* [Stated exercise A] In the text on the UK Human Trafficking Centre, up to what age is a person counted as a child?
* [Stated exercise B] Does the text on the UK Human Trafficking Centre support each statement below? Answer yes or no for each, quoting the words that decide it. (i) The centre works closely with the Child Exploitation and Online Protection Centre. (ii) Under the Palermo Protocol, a child's consent to being transported affects whether the case counts as trafficking. (iii) The movement involved in child trafficking can only be into the UK.

* [Document excerpt]
Ann Lucas and Amanda Palmer of the United Kingdom Human Trafficking Centre (UKHTC) describe the work of the centre and offer guidance on how schools can play a role in prevention and in reporting their concerns

The United Kingdom Human Trafficking Centre (UKHTC) is a multi-agency centre providing a central point for the development of expertise, operational and strategic coordination in relation to the trafficking of human beings. The centre is committed to developing and delivering a victim centred approach to combating all recognised forms of trafficking in human beings. As part of its remit UKHTC works closely with the Child Exploitation and Online Protection Centre (CEOP) in order to tackle the abuse of children and young people through child trafficking.

Definition of trafficking
Article 3 of the Palermo Protocol states: (a) ‘“Trafficking in persons” shall mean the recruitment, transportation, transfer, harbouring or receipt of persons, by means of the threat or use of force or other forms of coercion, of abduction, of fraud, of deception, of the abuse of power or of a position of vulnerability or of the giving or receiving of payments or benefits to achieve the consent of a person having control over another person, for the purpose of exploitation. Exploitation shall include, at a minimum, the exploitation of the prostitution of others or other forms of sexual exploitation, forced labour or services, slavery or practices similar to slavery, servitiude or the removal of organs.’ (c) ‘The recruitment, transportation, transfer, harbouring or receipt of a child for the purpose of exploitation shall be considered “trafficking in persons” even if this does not involve any of the means set forth in subparagraph (a) of this article.’ A child is any person under 18 years. The trafficking of children can be defined as the movement of children for the purpose of exploitation. This movement can be either into, within, or out of the UK. Under the Palermo Protocol it is irrelevant whether a child has consented to their transportation or not. Children can be trafficked for various reasons, including sexual exploitation, forced labour, domestic servitude, criminal activities – for example pick pocketing and organised begging, benefit fraud, organ harvesting or illegal adoption.

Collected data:
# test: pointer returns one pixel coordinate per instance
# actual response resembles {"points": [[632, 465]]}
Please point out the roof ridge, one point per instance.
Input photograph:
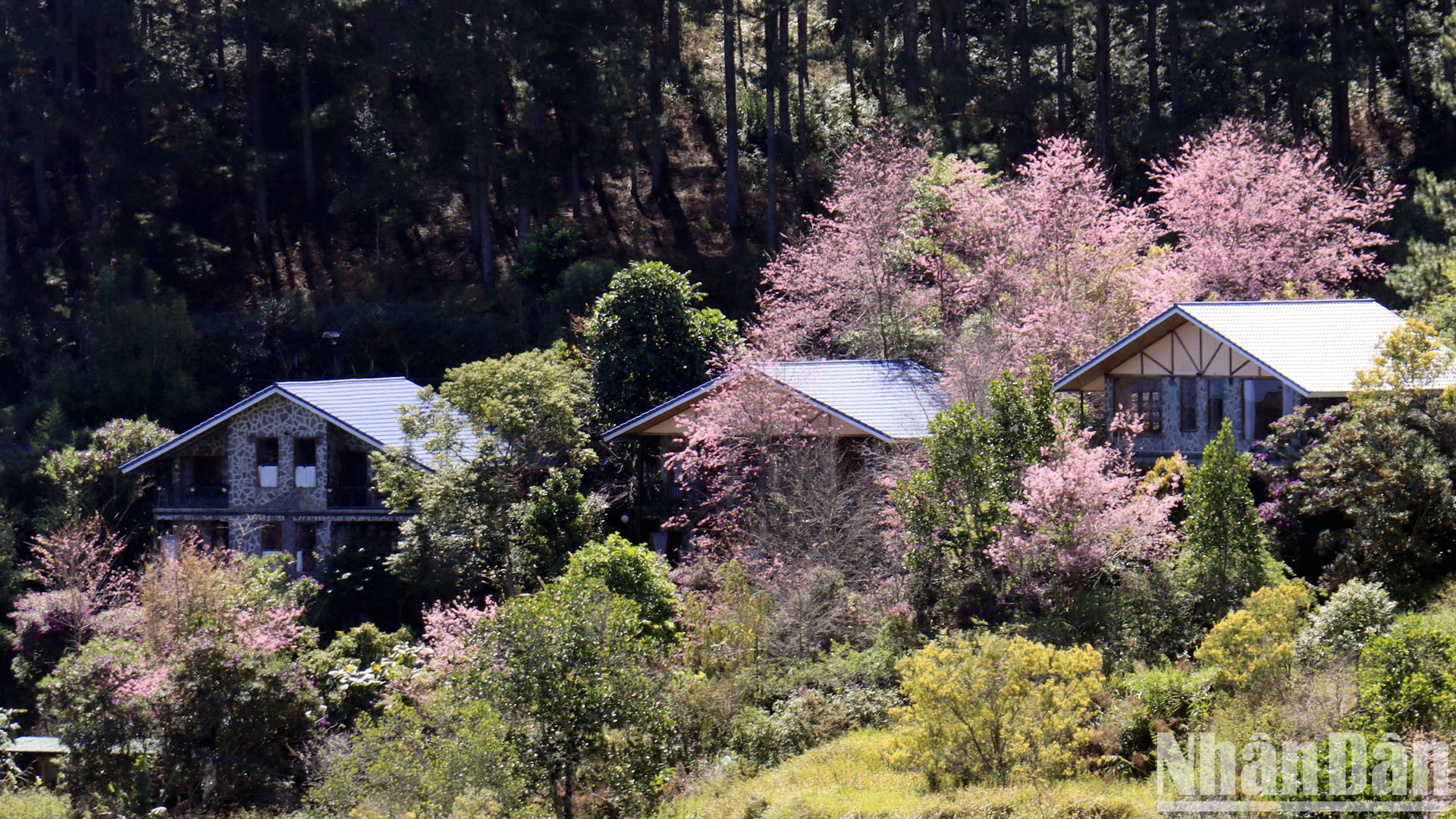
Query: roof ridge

* [Written solution A] A child is any person under 18 years of age.

* [Written solution B]
(i) Yes: "UKHTC works closely with the Child Exploitation and Online Protection Centre (CEOP)"
(ii) No: "it is irrelevant whether a child has consented to their transportation or not"
(iii) No: "This movement can be either into, within, or out of the UK."